• What needs to be done: Reproduce the following records word for word, keeping every line unchanged.
— BEGIN Material to process —
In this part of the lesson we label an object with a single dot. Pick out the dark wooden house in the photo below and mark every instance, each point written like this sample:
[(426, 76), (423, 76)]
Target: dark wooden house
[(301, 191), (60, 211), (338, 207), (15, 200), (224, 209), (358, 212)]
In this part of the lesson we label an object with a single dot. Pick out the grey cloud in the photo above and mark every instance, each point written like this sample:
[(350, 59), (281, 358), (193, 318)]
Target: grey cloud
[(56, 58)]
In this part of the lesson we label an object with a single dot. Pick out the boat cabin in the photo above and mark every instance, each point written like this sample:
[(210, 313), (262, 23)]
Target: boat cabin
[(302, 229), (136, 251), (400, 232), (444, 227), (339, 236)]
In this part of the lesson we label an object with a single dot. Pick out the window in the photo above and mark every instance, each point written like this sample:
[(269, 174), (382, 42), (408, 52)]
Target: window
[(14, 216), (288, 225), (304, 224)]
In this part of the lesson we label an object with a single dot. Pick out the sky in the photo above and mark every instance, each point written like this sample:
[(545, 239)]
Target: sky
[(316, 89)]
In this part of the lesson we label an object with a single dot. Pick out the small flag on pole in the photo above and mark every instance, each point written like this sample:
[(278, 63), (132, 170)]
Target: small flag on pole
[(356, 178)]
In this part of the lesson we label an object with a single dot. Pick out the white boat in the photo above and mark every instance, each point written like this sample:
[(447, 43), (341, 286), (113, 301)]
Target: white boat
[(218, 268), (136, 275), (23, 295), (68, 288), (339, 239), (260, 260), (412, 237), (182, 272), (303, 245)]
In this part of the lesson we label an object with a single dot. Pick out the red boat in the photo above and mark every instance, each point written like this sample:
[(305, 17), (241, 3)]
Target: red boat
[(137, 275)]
— END Material to process —
• Answer for this exercise:
In this part of the lesson we label an object with a single dot. Pick out the dark wooden house in the photo below and mark every instance, each point written like this sample:
[(426, 76), (423, 76)]
Target: dark wooden house
[(301, 191), (60, 211), (338, 207), (15, 200), (224, 209), (358, 212)]
In this part of the lesson we label an object with a single dot. Pick out the grey cloud in the photo above and mark every instance, each point written like this sample:
[(350, 59), (281, 358), (193, 318)]
Target: grey cloud
[(56, 58)]
In this part of the lesson we label an object with a single dot. Pick out the boat cabin in the photo above and mark every instance, each point written like this sample:
[(210, 313), (262, 23)]
Target: boat cabin
[(302, 229), (136, 251), (400, 232), (444, 227), (339, 236)]
In this part of the lesson we label an object with a single dot. Pick out the window in the photo above and mark every instance, each point written like this sample:
[(269, 174), (382, 42), (408, 52)]
Target: window
[(14, 216), (288, 225), (304, 224)]
In this part of the lesson we label an object with a single dot. Pick out the sky in the photo above and mark every instance, each point written like this sample:
[(545, 239)]
Target: sky
[(316, 89)]
In this part of the lesson we label an object with a single dot. Pick out the small flag on pole in the photo above and mark every instance, each point written like this sample:
[(278, 63), (132, 170)]
Target: small flag on pole
[(356, 178)]
In this part of the lesson we label an object with a single dot. Pick out the white boat in the photo above and mark every instance, each point written like this sample:
[(447, 43), (341, 286), (113, 301)]
Target: white boat
[(218, 268), (136, 275), (23, 295), (68, 288), (339, 239), (260, 260), (412, 237), (182, 272), (303, 245)]
In this part of the lesson we label an object with a single dot. Pick out the red boat in the photo above and mark every instance, each point written like this sample:
[(305, 17), (241, 3)]
Target: red boat
[(137, 275)]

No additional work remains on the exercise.